_Task to complete_:
Translate into Spanish this sentence from the launch thread: "This was PSLV's 25th successive successful mission."

PSLV-C23 Successfully Launches French Earth Observation Satellite, Four Others - svasan
http://www.isro.org/pslv-c23/mission.aspx

======
swatkat
Today, ISRO's PSLV[1] launched five international satellites into their sun-
synchronous orbits - SPOT-7 from France, AISAT from Germany, NLS 7.1 and 7.2
from Canada, and VELOX-1 from Singapore[2]. This was PSLV's 25th successive
successful mission.

Here's complete launch video if anyone's interested:
[http://www.youtube.com/watch?v=UR5S5nNbd4U](http://www.youtube.com/watch?v=UR5S5nNbd4U)
(00:45:00 onwards)

Raw records
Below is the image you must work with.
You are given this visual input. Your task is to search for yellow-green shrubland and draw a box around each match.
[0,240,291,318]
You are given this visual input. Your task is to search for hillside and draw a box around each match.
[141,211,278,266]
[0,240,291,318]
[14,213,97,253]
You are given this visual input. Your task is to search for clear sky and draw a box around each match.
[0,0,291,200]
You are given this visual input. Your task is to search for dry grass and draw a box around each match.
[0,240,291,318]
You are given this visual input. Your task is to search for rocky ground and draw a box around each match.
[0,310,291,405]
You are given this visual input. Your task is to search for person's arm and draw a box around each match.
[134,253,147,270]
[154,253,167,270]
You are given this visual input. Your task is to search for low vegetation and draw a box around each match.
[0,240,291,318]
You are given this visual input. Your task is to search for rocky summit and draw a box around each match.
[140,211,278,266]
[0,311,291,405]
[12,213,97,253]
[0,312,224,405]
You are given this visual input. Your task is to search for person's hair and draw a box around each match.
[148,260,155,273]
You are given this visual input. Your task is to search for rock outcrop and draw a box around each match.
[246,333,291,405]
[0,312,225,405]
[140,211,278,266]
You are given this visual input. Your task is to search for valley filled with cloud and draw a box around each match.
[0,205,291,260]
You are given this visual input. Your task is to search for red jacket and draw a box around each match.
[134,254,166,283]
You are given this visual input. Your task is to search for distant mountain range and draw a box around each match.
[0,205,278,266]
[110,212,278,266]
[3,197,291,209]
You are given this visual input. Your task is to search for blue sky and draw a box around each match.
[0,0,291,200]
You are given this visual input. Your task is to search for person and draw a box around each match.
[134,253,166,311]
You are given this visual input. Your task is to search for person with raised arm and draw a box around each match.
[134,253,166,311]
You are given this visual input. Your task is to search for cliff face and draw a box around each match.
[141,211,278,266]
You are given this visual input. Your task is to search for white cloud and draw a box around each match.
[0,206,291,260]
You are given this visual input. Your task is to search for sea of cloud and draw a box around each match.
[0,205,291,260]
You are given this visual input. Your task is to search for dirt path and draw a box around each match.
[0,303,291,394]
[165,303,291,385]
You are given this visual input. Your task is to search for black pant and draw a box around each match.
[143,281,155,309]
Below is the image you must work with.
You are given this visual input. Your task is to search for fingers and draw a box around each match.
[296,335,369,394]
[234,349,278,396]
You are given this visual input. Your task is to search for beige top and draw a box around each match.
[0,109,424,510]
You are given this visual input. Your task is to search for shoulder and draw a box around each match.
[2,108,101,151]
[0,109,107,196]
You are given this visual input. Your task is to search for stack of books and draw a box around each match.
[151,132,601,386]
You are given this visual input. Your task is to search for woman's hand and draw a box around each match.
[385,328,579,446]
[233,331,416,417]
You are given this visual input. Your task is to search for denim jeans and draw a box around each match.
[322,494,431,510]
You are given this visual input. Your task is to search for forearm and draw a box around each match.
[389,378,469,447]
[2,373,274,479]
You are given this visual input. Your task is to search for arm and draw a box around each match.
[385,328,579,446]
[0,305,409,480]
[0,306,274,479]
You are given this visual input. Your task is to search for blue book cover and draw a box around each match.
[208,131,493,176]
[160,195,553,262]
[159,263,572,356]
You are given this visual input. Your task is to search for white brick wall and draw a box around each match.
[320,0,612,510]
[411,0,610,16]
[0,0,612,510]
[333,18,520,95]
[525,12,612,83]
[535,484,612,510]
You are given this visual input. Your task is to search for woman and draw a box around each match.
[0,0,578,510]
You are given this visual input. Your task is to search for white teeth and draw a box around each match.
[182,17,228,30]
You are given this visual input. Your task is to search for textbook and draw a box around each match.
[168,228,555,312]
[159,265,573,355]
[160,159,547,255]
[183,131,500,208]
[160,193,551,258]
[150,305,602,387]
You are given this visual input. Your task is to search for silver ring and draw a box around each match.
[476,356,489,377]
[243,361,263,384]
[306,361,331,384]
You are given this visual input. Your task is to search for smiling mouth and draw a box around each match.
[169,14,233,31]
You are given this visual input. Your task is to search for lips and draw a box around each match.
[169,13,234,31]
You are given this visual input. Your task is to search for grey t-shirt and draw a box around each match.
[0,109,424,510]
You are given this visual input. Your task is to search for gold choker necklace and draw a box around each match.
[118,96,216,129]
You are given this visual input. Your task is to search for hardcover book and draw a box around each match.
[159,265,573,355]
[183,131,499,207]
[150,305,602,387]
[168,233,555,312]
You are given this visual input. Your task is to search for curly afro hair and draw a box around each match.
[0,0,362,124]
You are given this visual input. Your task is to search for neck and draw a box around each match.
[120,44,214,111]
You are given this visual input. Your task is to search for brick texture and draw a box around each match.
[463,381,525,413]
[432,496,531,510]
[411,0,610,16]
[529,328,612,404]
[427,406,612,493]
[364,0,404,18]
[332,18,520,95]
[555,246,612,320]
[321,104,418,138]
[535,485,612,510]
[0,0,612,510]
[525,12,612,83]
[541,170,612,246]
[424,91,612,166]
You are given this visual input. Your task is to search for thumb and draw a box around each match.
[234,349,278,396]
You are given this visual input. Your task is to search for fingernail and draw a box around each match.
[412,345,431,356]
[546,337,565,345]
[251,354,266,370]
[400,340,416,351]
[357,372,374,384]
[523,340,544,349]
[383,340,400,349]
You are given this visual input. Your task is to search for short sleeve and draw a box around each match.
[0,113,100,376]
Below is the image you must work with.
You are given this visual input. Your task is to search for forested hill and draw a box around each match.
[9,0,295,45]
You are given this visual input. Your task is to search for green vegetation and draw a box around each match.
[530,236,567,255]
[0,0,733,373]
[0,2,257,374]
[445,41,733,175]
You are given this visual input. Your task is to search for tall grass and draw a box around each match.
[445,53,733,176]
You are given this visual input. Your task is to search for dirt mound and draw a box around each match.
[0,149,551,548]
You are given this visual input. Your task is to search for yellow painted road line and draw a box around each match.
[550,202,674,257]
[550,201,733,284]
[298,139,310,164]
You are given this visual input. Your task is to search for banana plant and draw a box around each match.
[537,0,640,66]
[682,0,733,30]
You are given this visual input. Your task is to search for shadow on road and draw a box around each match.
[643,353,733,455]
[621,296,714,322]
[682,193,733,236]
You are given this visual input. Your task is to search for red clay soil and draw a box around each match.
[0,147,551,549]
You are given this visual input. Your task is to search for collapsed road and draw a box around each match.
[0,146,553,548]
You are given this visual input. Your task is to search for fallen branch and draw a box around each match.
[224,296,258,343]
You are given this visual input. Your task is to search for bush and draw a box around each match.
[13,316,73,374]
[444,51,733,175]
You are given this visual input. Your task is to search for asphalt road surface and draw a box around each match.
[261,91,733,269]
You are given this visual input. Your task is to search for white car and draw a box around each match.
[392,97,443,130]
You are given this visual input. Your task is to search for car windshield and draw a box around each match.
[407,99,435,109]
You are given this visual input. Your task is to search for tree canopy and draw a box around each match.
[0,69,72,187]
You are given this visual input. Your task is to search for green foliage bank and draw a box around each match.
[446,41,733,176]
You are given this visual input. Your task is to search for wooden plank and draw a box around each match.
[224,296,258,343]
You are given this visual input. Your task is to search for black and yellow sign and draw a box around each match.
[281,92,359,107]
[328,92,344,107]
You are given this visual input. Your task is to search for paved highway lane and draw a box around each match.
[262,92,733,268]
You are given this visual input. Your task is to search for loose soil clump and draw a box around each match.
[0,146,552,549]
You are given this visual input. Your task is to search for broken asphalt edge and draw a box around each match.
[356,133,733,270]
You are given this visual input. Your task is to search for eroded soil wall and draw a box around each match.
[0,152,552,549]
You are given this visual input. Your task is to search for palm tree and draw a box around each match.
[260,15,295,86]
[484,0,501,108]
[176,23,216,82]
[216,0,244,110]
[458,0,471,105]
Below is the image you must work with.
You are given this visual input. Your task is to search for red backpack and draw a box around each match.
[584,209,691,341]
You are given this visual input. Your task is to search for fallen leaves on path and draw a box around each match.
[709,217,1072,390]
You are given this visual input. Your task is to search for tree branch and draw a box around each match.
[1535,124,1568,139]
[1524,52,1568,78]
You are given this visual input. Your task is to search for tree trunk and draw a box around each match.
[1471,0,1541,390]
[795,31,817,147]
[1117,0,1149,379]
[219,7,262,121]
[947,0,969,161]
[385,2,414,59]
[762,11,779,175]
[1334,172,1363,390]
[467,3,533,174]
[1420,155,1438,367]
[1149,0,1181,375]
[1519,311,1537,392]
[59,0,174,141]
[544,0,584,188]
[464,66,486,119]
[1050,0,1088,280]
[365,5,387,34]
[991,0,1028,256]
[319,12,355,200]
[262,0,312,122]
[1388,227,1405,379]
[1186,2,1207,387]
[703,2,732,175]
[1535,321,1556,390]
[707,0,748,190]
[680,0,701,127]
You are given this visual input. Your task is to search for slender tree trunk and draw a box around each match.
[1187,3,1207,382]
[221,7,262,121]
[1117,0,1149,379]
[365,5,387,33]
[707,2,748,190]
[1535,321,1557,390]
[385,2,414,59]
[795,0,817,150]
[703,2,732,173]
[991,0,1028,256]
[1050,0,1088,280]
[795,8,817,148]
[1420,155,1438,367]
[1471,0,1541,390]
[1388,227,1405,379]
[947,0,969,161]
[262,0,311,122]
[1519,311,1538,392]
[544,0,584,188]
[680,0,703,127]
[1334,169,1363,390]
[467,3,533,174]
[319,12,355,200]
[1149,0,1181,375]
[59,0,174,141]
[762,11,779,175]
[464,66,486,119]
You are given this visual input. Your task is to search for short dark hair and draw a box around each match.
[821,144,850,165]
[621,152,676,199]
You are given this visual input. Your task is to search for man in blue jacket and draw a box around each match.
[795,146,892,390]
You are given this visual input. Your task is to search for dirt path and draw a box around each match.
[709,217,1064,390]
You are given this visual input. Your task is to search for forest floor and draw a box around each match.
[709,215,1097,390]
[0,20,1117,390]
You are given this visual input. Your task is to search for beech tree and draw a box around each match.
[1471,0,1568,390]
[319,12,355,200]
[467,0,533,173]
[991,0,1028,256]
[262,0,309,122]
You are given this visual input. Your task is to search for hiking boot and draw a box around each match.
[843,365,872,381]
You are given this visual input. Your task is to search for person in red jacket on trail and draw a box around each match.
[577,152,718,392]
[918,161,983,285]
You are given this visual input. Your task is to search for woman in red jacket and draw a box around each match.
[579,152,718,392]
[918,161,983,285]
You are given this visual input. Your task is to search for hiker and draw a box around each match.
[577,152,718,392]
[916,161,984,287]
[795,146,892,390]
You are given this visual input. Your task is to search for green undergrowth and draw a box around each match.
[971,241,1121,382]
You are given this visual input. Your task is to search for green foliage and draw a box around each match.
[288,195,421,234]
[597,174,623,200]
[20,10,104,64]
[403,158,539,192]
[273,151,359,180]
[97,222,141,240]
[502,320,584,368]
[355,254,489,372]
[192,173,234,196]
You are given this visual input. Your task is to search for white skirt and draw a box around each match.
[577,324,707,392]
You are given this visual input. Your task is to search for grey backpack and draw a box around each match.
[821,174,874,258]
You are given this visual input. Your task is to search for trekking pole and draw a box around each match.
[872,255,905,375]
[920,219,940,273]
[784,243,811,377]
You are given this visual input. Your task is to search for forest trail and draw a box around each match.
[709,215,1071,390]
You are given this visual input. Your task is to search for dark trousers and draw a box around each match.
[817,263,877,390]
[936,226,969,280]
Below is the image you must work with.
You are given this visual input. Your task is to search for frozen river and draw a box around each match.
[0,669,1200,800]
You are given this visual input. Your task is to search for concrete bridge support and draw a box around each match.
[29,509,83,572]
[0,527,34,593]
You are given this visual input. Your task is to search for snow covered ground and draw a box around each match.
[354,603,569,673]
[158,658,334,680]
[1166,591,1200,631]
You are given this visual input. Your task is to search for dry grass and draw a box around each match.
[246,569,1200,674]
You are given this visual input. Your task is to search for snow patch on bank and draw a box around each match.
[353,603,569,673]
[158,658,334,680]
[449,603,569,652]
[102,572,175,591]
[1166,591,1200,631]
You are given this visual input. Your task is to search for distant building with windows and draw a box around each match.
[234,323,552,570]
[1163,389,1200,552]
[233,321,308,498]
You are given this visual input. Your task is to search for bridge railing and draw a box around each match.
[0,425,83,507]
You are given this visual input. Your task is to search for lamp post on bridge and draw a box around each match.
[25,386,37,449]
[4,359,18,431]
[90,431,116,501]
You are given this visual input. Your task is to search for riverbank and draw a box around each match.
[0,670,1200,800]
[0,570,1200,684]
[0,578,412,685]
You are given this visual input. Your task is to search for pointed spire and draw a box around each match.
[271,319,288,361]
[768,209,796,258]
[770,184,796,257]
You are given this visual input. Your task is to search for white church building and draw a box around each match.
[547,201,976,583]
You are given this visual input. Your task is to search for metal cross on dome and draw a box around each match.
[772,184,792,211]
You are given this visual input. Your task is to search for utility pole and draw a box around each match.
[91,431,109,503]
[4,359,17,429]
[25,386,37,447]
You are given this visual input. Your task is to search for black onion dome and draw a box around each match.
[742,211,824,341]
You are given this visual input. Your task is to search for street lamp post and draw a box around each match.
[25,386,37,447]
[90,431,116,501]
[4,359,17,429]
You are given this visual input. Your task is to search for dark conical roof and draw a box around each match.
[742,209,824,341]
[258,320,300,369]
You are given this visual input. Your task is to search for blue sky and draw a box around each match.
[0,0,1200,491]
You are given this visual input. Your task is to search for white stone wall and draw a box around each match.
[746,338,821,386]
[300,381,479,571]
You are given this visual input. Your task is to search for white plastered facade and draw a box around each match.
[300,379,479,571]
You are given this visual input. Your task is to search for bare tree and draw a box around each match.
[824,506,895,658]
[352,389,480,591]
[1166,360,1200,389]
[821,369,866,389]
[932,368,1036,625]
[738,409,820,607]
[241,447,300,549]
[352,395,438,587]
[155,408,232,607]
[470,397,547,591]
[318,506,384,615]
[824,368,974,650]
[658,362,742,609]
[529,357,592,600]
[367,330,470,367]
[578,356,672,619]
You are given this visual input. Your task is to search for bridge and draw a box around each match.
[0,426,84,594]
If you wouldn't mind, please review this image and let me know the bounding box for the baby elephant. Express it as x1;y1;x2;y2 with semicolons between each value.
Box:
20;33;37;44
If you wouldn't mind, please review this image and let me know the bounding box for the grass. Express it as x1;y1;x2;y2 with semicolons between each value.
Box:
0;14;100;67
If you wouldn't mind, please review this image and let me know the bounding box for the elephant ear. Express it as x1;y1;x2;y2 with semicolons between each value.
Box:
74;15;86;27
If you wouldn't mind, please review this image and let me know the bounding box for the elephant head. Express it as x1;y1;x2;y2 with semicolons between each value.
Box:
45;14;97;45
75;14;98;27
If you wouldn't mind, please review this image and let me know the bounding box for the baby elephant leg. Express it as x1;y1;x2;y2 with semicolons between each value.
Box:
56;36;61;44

_Exercise result_:
Esta fue la 25.ª misión exitosa consecutiva del PSLV.